Given the entries that follow, write out exactly the lines starting at the one containing "</instance>" and ending at the one containing "14L155 1L88 46L0", both ends included, and only those.

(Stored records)
- - -

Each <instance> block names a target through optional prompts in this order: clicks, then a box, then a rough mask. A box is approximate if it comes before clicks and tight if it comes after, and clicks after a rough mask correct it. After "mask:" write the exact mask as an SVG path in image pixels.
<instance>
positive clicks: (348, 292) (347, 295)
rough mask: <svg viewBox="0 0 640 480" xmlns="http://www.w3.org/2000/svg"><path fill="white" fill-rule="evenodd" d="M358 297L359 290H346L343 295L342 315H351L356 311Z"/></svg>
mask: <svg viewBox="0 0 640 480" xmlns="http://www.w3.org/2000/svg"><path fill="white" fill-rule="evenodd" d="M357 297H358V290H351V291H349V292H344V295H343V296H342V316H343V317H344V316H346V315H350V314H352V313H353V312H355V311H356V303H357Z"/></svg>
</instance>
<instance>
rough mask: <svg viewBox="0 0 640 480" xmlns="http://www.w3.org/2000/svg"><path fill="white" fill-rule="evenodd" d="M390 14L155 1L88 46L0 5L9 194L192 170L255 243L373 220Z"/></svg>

- - -

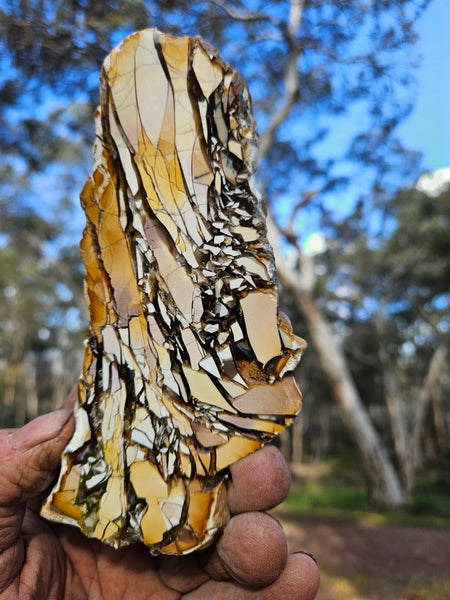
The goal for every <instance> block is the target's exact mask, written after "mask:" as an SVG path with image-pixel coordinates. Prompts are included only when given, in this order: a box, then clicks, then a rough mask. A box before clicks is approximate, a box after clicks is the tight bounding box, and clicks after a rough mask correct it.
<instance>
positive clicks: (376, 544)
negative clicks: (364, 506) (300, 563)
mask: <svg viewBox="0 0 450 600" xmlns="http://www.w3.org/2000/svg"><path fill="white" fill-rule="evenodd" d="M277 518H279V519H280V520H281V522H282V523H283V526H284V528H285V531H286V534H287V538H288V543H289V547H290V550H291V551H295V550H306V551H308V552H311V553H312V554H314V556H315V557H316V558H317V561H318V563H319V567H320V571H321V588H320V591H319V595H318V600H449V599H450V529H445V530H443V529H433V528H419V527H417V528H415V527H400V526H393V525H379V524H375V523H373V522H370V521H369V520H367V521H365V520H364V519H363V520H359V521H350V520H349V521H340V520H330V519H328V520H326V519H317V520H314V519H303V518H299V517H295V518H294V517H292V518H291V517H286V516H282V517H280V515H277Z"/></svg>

- - -

* **RESPONSE TO THE TASK**
</instance>
<instance>
rough mask: <svg viewBox="0 0 640 480" xmlns="http://www.w3.org/2000/svg"><path fill="white" fill-rule="evenodd" d="M390 14L155 1L88 46L0 5L9 194L192 170L255 243L373 220Z"/></svg>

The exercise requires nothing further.